Request A: Reproduce, character for character, the portion of the Chelsea Martin passage between "Chelsea Martin is a mood" and "the hours slip.", inclusive.

Source:
Chelsea Martin’s strange collection of miscellany evokes the loneliness of life lived through technology.
Chelsea Martin is a mood swinger. Sometimes she’s an inveterate self-doubter, a vindictive bitch, a woman who needs to be kept safe from herself. She goes to sleep before the sun sets—she can’t take a happy ending. Bending to whatever winds blow, she lets the hours slip.
At other times, Chelsea Martin has unwavering eyes, wide-open ears, and a pitch-perfect voice. She doesn’t have much time so she cuts through the bullshit. She sees through people whose lives are lived through electronic devices, and in chat rooms where conversations are crammed with FAs (Frequent Acronyms).
But she’s also bored and tells bullshit stories, and her sternum must have a welt from all the times she’s poked it.
Chelsea Martin is a happening waiting to accident.

Request B: Format the rows from the line holding "water, shaped like this sample" through the final row, inclusive, as a numbered list, leaving out blank lines.

Source material:
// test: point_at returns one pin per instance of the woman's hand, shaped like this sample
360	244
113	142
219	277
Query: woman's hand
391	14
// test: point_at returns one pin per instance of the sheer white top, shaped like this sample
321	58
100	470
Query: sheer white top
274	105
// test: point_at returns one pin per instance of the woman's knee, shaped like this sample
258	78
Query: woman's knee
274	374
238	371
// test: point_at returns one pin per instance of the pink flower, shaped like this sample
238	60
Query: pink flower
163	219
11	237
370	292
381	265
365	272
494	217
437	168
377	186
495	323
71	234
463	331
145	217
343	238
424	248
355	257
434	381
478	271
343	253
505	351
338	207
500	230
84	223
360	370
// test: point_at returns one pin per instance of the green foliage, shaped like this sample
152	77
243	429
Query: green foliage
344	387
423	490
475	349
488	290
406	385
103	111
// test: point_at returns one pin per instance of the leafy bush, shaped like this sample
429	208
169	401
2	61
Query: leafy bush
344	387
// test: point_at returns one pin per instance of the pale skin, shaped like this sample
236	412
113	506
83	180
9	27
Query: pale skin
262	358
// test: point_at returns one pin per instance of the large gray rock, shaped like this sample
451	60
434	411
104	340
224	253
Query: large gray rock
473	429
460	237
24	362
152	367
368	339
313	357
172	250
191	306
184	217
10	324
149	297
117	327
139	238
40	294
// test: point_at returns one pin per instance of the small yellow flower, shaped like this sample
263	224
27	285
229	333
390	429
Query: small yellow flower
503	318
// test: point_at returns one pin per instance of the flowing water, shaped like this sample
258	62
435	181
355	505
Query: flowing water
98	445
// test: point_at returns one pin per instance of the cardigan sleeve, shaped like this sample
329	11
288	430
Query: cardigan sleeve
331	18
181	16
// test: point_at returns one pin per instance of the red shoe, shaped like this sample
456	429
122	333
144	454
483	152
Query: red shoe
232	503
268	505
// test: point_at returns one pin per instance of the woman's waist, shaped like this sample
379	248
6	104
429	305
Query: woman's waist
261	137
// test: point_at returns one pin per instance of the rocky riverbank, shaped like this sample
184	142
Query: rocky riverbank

Task output A:
Chelsea Martin is a mood swinger. Sometimes she’s an inveterate self-doubter, a vindictive bitch, a woman who needs to be kept safe from herself. She goes to sleep before the sun sets—she can’t take a happy ending. Bending to whatever winds blow, she lets the hours slip.

Task output B:
1. // test: point_at returns one pin per instance of the flowing water, shaped like this sample
2. 258	62
3. 435	181
4. 355	505
5. Query: flowing water
6. 98	445
7. // test: point_at returns one pin per instance of the cardigan sleeve, shaped like this sample
8. 329	11
9. 288	430
10. Query: cardigan sleeve
11. 331	18
12. 181	16
13. // test: point_at returns one pin per instance of the red shoe, shaped like this sample
14. 456	429
15. 122	333
16. 144	454
17. 483	152
18. Query: red shoe
19. 232	503
20. 268	505
21. // test: point_at returns one pin per instance of the woman's waist, shaped like this sample
22. 379	248
23. 6	104
24. 429	305
25. Query: woman's waist
26. 261	137
27. // test: point_at returns one pin per instance of the rocky riverbank, shaped like this sample
28. 184	142
29. Query: rocky riverbank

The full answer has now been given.